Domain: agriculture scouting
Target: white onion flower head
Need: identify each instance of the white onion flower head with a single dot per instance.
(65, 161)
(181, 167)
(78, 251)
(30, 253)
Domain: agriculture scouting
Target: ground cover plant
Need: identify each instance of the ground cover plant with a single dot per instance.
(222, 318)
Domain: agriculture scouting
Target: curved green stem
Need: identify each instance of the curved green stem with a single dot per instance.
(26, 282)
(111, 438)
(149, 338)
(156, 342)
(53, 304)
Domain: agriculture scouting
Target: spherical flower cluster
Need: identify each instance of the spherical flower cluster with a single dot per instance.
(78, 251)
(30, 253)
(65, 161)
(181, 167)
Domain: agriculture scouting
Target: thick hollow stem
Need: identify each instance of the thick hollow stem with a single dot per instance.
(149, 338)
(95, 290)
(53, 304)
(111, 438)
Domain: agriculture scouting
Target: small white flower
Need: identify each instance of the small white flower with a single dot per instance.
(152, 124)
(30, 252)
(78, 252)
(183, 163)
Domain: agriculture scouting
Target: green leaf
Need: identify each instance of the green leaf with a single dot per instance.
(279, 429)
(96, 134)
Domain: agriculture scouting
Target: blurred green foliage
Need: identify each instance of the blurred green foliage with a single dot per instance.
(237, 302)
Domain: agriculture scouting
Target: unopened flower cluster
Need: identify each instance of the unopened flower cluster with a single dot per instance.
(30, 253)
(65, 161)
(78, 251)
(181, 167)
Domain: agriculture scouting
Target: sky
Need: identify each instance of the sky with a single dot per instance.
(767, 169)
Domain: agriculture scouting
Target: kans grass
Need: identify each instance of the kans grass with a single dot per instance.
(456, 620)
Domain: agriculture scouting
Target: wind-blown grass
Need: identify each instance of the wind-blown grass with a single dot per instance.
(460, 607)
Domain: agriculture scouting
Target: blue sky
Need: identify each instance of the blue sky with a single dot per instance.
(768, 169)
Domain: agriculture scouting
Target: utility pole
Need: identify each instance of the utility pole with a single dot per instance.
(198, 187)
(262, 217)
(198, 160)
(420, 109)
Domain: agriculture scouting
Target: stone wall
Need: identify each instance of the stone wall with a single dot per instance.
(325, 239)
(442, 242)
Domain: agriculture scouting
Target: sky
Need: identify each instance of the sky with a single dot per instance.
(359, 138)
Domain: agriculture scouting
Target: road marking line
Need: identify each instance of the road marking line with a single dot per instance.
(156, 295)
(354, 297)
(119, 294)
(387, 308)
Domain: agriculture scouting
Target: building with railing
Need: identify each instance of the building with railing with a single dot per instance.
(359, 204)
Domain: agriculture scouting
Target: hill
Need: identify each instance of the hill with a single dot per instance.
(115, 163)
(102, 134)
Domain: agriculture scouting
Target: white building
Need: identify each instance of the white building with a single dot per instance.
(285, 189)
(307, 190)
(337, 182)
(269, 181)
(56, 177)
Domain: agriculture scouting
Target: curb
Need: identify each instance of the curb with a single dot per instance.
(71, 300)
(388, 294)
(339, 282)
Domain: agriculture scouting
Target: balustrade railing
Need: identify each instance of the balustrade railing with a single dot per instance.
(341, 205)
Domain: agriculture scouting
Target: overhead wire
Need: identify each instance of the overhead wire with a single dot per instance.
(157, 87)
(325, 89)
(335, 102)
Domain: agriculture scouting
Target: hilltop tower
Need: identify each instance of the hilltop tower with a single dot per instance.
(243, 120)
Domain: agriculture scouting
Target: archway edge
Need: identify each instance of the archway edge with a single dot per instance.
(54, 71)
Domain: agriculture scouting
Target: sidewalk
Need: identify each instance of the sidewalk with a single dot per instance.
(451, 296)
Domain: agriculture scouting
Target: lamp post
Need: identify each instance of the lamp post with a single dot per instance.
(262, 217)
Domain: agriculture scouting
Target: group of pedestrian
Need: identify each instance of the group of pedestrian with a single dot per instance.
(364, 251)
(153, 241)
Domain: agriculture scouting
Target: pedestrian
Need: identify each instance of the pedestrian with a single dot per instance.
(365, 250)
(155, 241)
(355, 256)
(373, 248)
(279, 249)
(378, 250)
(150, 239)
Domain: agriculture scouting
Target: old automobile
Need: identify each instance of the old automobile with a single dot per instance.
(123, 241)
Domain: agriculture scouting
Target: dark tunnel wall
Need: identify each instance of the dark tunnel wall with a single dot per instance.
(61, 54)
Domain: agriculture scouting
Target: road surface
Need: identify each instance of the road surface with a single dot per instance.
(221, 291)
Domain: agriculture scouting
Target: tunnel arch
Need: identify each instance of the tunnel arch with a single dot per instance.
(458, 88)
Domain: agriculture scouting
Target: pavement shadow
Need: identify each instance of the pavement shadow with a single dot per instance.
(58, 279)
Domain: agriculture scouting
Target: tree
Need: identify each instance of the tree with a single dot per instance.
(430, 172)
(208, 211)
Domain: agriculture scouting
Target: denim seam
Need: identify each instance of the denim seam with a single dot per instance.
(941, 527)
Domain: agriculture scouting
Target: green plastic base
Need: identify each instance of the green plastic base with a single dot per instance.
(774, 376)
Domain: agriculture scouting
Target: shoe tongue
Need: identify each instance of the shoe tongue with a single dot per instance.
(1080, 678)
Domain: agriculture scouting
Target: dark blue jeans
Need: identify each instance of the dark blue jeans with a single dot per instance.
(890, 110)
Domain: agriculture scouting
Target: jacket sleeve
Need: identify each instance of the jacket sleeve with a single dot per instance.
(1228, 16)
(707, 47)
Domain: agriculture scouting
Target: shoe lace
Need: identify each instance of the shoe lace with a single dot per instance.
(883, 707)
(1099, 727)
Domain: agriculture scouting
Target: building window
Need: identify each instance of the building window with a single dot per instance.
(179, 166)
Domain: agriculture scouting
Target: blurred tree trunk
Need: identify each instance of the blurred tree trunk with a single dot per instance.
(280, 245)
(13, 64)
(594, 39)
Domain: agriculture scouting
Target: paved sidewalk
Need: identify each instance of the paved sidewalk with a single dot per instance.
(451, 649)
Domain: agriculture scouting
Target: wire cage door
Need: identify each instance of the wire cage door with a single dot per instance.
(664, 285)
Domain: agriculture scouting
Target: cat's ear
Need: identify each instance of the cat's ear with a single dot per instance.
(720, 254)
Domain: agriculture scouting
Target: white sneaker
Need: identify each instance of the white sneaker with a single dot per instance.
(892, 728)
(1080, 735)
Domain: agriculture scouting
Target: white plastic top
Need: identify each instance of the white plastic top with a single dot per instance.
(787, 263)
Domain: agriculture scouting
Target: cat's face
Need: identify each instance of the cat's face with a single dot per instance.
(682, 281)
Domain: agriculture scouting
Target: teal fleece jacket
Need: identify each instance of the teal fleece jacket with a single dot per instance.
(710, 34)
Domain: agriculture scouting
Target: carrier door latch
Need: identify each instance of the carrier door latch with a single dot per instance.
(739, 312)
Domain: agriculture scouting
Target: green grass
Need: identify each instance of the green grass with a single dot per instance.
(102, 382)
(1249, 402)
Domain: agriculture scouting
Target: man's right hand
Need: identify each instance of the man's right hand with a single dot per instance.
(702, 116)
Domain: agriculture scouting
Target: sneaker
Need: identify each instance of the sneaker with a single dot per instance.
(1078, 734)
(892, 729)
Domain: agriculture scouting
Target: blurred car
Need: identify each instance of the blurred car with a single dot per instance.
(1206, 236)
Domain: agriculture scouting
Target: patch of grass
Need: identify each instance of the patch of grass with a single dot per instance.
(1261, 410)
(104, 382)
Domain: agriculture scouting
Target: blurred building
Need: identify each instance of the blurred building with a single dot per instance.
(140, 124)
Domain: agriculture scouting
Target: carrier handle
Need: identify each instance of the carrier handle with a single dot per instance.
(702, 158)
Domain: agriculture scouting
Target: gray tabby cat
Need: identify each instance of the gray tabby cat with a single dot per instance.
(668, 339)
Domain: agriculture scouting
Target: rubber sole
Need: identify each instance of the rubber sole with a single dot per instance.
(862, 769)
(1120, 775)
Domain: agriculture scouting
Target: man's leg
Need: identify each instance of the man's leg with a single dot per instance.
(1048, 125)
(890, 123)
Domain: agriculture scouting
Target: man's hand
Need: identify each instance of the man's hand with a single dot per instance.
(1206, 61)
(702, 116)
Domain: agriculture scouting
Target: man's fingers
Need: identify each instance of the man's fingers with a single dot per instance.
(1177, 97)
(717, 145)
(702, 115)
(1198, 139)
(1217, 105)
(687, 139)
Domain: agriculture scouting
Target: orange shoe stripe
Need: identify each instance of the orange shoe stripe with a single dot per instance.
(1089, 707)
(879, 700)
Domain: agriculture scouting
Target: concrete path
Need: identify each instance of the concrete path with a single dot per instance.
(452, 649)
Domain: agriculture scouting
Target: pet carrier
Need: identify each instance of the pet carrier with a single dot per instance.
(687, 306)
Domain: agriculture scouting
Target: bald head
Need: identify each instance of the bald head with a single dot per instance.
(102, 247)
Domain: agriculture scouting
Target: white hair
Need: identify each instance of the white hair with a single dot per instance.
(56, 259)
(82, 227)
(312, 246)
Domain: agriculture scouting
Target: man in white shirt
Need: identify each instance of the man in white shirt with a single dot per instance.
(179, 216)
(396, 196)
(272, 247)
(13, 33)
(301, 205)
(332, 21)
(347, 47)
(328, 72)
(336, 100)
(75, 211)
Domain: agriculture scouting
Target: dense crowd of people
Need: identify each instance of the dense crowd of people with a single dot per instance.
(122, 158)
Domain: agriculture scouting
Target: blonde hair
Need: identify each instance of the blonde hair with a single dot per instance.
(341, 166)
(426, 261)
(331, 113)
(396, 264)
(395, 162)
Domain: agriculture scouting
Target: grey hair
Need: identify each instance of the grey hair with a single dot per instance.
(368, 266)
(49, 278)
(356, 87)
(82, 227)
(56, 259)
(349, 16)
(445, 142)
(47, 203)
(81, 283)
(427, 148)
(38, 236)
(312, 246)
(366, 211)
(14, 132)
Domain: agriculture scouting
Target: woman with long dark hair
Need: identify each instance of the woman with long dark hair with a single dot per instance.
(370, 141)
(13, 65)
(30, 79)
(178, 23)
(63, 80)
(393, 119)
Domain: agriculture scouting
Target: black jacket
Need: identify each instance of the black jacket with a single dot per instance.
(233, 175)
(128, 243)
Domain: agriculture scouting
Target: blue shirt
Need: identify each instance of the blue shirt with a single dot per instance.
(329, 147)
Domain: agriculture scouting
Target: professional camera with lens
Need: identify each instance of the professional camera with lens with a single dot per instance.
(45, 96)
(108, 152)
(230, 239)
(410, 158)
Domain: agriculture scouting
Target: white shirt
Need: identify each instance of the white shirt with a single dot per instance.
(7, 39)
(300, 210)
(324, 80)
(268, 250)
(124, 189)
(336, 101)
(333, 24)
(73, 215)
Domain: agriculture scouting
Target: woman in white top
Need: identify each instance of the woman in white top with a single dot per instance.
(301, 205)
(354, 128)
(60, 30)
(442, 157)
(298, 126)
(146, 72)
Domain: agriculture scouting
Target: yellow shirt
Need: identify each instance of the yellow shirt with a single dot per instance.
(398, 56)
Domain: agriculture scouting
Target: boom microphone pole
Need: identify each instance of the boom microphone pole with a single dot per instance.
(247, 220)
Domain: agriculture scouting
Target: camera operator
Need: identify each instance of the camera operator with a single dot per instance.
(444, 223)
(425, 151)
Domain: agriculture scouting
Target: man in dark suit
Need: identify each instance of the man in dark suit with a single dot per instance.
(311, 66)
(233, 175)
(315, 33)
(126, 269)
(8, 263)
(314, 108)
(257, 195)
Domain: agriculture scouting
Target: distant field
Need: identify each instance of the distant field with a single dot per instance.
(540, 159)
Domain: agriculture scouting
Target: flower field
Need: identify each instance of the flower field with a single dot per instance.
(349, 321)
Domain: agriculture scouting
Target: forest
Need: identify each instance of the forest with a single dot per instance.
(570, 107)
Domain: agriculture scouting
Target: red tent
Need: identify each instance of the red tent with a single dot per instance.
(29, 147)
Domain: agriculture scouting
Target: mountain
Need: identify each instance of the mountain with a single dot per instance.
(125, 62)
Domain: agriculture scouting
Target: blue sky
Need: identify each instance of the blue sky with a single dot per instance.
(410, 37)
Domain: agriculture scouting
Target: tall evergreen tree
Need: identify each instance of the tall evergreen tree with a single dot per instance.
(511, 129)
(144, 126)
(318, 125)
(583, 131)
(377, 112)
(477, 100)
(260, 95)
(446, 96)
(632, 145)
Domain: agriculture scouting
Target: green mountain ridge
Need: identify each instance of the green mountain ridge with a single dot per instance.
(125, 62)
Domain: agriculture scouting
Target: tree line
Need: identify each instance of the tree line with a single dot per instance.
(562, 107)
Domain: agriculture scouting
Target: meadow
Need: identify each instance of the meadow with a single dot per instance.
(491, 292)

☆ ☆ ☆ ☆ ☆ ☆ ☆

### AIM
Copy out every line of the records above that contains the word "stone", matching case exactly.

### OUTPUT BELOW
Target: stone wall
Need: identify each instance of the stone wall with a single dot per instance.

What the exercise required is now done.